[Start of INPUT MATERIAL]
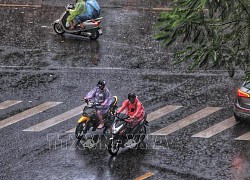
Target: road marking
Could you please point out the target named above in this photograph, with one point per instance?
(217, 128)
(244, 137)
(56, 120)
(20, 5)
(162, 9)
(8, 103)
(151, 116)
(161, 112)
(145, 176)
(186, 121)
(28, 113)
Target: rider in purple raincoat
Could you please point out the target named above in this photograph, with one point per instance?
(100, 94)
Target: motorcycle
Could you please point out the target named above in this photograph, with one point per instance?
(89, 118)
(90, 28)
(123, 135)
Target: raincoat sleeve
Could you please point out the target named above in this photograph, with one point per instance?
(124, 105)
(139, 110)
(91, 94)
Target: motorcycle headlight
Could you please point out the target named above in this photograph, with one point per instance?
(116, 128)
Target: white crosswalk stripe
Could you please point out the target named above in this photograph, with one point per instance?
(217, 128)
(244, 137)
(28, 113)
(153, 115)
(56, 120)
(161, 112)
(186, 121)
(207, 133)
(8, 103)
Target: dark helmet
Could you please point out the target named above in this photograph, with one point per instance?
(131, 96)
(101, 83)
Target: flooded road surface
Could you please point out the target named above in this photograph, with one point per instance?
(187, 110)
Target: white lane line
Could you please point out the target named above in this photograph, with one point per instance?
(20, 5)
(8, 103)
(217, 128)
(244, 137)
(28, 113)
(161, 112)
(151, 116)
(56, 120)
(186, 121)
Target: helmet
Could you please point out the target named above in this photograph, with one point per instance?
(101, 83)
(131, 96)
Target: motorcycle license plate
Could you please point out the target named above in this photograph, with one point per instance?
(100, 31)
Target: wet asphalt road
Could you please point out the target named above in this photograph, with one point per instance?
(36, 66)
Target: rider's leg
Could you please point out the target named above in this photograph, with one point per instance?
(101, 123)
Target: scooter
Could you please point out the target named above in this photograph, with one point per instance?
[End of INPUT MATERIAL]
> **INSTRUCTION**: Convert every one of the records above into a Markdown table with the columns Row and Line, giving each non-blank line its own numbered row. Leave the pictures out.

> **EXERCISE RESULT**:
| Row | Line |
|---|---|
| 1 | Target: road marking |
| 2 | Could you please point out the target named above in this photograph, with one point per instance? |
| 3 | (217, 128) |
| 4 | (244, 137) |
| 5 | (56, 120) |
| 6 | (20, 5) |
| 7 | (162, 9) |
| 8 | (8, 103) |
| 9 | (151, 116) |
| 10 | (161, 112) |
| 11 | (145, 176) |
| 12 | (186, 121) |
| 13 | (28, 113) |
| 14 | Target: rider in purple raincoat |
| 15 | Could you please point out the target named above in this photograph, with one point per instance? |
| 16 | (100, 94) |
| 17 | Target: motorcycle |
| 18 | Could you please point out the target named above in this photograph, with one point per instance? |
| 19 | (89, 118) |
| 20 | (90, 28) |
| 21 | (123, 135) |
| 22 | Target: raincoat sleeve |
| 23 | Could you please point out the target named above in this photograph, with one point per instance? |
| 24 | (124, 105) |
| 25 | (139, 110) |
| 26 | (91, 94) |
| 27 | Target: motorcycle headlight |
| 28 | Could you please point out the target named above in this photograph, with one point per instance? |
| 29 | (116, 128) |
| 30 | Target: white crosswalk stripe |
| 31 | Could you please point out the target named above in this photograph, with one point per instance? |
| 32 | (217, 128) |
| 33 | (244, 137) |
| 34 | (28, 113) |
| 35 | (153, 115) |
| 36 | (56, 120) |
| 37 | (161, 112) |
| 38 | (186, 121) |
| 39 | (207, 133) |
| 40 | (8, 103) |
| 41 | Target: dark helmet |
| 42 | Could you please point out the target named above in this photograph, with one point per instance? |
| 43 | (131, 96) |
| 44 | (101, 83) |
| 45 | Target: flooded road surface |
| 46 | Could you please point out the target named above in this photograph, with one point per instance? |
| 47 | (187, 110) |
| 48 | Target: white lane line |
| 49 | Could you please point out the target named above in this photograph, with one point per instance? |
| 50 | (20, 5) |
| 51 | (8, 103) |
| 52 | (217, 128) |
| 53 | (244, 137) |
| 54 | (28, 113) |
| 55 | (161, 112) |
| 56 | (151, 116) |
| 57 | (56, 120) |
| 58 | (186, 121) |
| 59 | Target: helmet |
| 60 | Could you please point out the target named above in this photograph, with one point per instance? |
| 61 | (101, 83) |
| 62 | (131, 96) |
| 63 | Target: motorcycle license plate |
| 64 | Could you please point out the target named above in this photograph, with one point per instance? |
| 65 | (100, 31) |
| 66 | Target: wet asphalt road |
| 67 | Could you please point out the target named above in this photograph, with one point per instance? |
| 68 | (36, 66) |
| 69 | Target: rider's leg |
| 70 | Could you please point out the target named above in this photograph, with one point per instance? |
| 71 | (101, 123) |
| 72 | Target: scooter |
| 73 | Could you please point out the target named above in this photograph, with one point per instance? |